- WORK TO COMPLETE: Print the passage of the post on hosted git pricing that begins with the words "EDIT: re-written to" and ends after the words "total historical usage.".

- DOCUMENT:
Start
EDIT: re-written to make it much clearer what I’m trying to achieve, and why.
Why Archive? Why not Archive?
The pricing model for hosted git has settled down to:
- Pay per month
- …for an upper limit on the number of active repositories
- ……measured by simultaneously limiting the number of “projects” (separate git repositories) and “people” (user accounts that are allowed to access projects)
Their aim seems to be: charge for peak concurrent usage, rather than for total historical usage.
For instance: if you have 20 user accounts allowed, and you use all of them, then delete 10, you can create 10 new ones. The vendor will NOT delete all the history of the deleted accounts – they just won’t allow you to login as those users any more.
This probably is setup that way to make sure:
- their revenue scales with their costs – these days, with scalable hardware costs, that’s straightforward.
- their prices scale with the budget-size of their customers
Some SAAS vendors selling at the same kind of price level / model allow this same “disabling” function on whole projects, not just on people. That enables you to e.g.:
- Work on 1 new project day-to-day
- Have 10 “old” projects that are no longer active (previously shipped)
End
- RECORD LIST:
Start
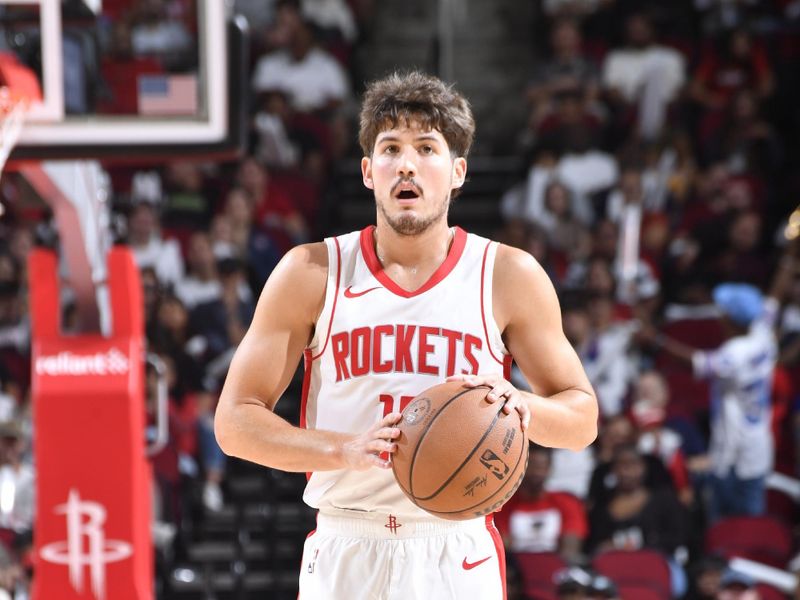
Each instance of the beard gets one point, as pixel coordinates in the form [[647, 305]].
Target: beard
[[411, 224]]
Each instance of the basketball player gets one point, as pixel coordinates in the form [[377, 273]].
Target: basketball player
[[379, 316]]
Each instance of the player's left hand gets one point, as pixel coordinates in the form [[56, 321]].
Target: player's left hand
[[502, 389]]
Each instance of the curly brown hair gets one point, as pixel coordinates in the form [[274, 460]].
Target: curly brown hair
[[423, 99]]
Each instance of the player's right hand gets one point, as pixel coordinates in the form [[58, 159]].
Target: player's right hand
[[364, 451]]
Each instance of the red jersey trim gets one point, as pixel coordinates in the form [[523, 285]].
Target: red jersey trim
[[307, 360], [368, 252], [507, 362], [483, 311], [498, 546], [335, 297]]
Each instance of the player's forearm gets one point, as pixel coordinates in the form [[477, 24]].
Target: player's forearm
[[565, 420], [253, 432]]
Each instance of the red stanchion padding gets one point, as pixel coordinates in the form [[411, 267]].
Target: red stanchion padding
[[92, 536]]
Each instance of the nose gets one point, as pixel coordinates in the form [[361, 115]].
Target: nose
[[406, 167]]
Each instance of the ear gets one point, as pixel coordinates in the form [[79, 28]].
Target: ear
[[366, 173], [459, 172]]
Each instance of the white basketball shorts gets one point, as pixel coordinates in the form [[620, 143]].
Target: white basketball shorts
[[383, 557]]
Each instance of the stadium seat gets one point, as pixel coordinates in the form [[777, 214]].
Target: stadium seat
[[536, 572], [763, 539], [767, 592], [638, 568]]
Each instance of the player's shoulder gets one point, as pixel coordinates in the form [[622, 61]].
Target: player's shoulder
[[515, 265], [305, 265]]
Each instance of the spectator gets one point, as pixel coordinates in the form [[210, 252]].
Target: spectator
[[737, 65], [189, 197], [120, 70], [618, 432], [274, 210], [572, 583], [17, 481], [223, 319], [705, 578], [635, 516], [607, 354], [310, 76], [602, 588], [742, 259], [150, 248], [737, 586], [333, 17], [201, 283], [745, 141], [741, 449], [245, 240], [536, 520], [157, 34], [649, 413], [643, 76], [566, 71]]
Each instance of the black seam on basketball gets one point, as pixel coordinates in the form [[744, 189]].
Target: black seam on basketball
[[523, 448], [424, 433], [469, 456]]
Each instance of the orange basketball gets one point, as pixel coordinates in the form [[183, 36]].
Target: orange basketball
[[459, 456]]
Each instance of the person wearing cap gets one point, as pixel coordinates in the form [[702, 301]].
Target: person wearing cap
[[740, 372], [735, 585]]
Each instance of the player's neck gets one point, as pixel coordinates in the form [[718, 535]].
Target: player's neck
[[415, 253]]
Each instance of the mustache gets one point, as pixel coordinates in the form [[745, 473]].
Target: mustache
[[403, 180]]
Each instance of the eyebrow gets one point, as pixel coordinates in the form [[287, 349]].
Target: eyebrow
[[394, 138]]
End
- EXERCISE RESULT:
EDIT: re-written to make it much clearer what I’m trying to achieve, and why.
Why Archive? Why not Archive?
The pricing model for hosted git has settled down to:
- Pay per month
- …for an upper limit on the number of active repositories
- ……measured by simultaneously limiting the number of “projects” (separate git repositories) and “people” (user accounts that are allowed to access projects)
Their aim seems to be: charge for peak concurrent usage, rather than for total historical usage.